#### Trecho para leitura ####
São brasileiros que marcharam com Deus pela liberdade em 1964, mandam os filhos para fazer intercâmbio nos EUA (como se o seu povo, mr. Kevin, tivesse alguma informação cultural decente para trocar com algum de nós), vivem encastelados em condomínios luxuosos, acham que as empregadas domésticas tem que vestir uniforme e subir pelo elevador de serviço, não gostam de pretos, tocam fogo em índios, não respeitam as religiosidades afro-ameríndias, dizem que samba é coisa de gentinha, frequentam compulsivamente shoppings centers, gastam num jantar o que pagam em um mês para os empregados, vibram quando a polícia executa moradores de favelas e criam filhos enfurecidos e preconceituosos que saem de noitadas em boates da moda para surrar garotas de programa nas esquinas da cidade.


Senhor Kevin, o Congo é aqui! O velho Congo, que revivemos nos maracatus, nos bailes de congo, nos moçambiques, na taieira, na folia de são Benedito, no candomblé de angola, nas cavalhadas, no terno-de-congo, no batuque do jongo e na dança do semba. Somos o Congo porque batemos tambor, batemos cabeça, dançamos e rezamos como lá. Somos o Congo e somos a África, porque somos o país de Zumbi, Licutam, Ganga- Zumba, Luiza Mahin, Bamboxe Obitiku , Felisberto Benzinho, Cipriano de Ogum, João da Baiana, Donga , Pixinguinha, Candeia, Mãe Senhora, Mãe Aninha, Tata Fomutinho, João Candido, Osvaldão, Marighela, Jorge Amado, Martiniano do Bomfim, Solano Trindade, Silas de Oliveira e de tantos outros heróis civilizadores.
#### Listagem de registros ####
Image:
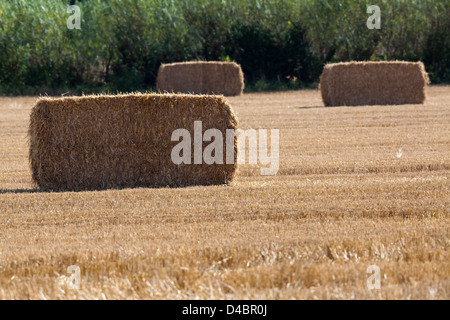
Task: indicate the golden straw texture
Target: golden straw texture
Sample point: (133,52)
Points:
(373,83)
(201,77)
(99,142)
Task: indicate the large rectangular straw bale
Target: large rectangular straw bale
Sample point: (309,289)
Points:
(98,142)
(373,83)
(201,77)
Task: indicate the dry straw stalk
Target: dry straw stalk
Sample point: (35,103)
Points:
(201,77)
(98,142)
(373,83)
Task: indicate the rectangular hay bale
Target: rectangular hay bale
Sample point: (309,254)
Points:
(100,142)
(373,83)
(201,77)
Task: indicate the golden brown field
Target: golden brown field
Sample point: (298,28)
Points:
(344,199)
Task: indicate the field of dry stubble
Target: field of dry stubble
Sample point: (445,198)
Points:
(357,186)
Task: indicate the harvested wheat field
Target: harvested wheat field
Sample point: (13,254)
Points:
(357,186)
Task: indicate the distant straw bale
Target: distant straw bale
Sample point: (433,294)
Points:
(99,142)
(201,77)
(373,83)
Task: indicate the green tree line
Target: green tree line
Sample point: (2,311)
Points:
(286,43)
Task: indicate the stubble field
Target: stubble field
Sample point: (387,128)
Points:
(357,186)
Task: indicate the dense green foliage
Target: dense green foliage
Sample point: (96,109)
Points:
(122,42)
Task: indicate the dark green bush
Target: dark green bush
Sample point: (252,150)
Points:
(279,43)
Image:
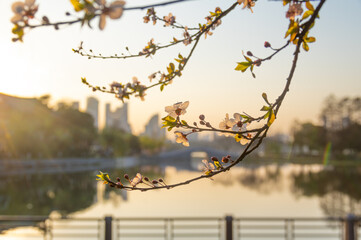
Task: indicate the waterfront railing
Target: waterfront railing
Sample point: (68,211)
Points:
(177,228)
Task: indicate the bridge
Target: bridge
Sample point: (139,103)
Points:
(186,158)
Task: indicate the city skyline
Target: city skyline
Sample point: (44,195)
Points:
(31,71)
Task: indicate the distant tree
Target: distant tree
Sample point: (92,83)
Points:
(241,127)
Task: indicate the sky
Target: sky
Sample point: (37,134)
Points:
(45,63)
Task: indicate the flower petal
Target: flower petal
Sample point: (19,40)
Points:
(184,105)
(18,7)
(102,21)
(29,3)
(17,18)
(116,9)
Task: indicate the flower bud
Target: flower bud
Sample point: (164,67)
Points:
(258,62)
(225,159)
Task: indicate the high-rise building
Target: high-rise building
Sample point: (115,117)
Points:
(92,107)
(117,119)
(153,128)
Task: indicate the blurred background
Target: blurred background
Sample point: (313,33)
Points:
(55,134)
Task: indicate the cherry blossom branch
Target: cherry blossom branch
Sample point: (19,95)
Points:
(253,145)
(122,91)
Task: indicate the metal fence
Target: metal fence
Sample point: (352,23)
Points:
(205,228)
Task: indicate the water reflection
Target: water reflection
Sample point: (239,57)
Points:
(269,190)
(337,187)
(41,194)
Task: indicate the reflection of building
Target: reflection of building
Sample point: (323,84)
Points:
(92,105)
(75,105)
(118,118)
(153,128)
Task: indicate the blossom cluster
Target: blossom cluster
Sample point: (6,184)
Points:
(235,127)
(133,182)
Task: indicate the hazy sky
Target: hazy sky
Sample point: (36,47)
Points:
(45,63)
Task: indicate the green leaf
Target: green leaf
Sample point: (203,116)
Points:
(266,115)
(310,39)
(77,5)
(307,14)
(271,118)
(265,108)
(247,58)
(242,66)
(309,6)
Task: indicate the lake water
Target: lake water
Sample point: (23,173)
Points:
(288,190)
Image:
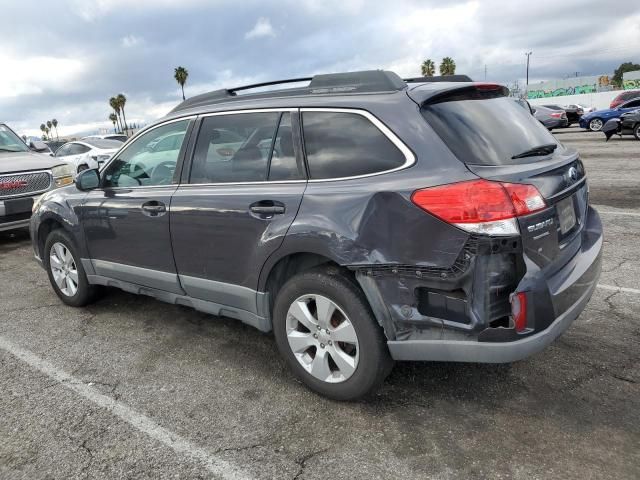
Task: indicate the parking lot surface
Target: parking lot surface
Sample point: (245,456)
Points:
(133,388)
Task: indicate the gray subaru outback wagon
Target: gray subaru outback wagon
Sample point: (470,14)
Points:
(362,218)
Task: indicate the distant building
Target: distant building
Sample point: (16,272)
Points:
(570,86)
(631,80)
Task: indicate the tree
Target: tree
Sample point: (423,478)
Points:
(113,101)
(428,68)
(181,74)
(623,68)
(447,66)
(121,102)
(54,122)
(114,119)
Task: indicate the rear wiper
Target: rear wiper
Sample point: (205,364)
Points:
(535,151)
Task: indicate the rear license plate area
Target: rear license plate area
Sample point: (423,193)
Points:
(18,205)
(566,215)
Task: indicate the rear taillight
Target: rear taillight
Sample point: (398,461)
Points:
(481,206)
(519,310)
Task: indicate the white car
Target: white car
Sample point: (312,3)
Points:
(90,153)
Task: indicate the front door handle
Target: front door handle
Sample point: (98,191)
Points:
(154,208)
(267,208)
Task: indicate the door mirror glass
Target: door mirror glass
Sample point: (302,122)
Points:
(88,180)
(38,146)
####
> [Instruções das tarefas]:
a: Transcreva do trecho a parte que começa em "Senhor Kevin, o" e termina em "outros heróis civilizadores.".
b: Enumere todas as ações que o trecho apresenta como motivo para a afirmação "Somos o Congo porque".
Os registros não têm relação alguma com o trecho.

> [Respostas do exercício]:
a:
Senhor Kevin, o Congo é aqui! O velho Congo, que revivemos nos maracatus, nos bailes de congo, nos moçambiques, na taieira, na folia de são Benedito, no candomblé de angola, nas cavalhadas, no terno-de-congo, no batuque do jongo e na dança do semba. Somos o Congo porque batemos tambor, batemos cabeça, dançamos e rezamos como lá. Somos o Congo e somos a África, porque somos o país de Zumbi, Licutam, Ganga- Zumba, Luiza Mahin, Bamboxe Obitiku , Felisberto Benzinho, Cipriano de Ogum, João da Baiana, Donga , Pixinguinha, Candeia, Mãe Senhora, Mãe Aninha, Tata Fomutinho, João Candido, Osvaldão, Marighela, Jorge Amado, Martiniano do Bomfim, Solano Trindade, Silas de Oliveira e de tantos outros heróis civilizadores.

b:
- batemos tambor
- batemos cabeça
- dançamos
- rezamos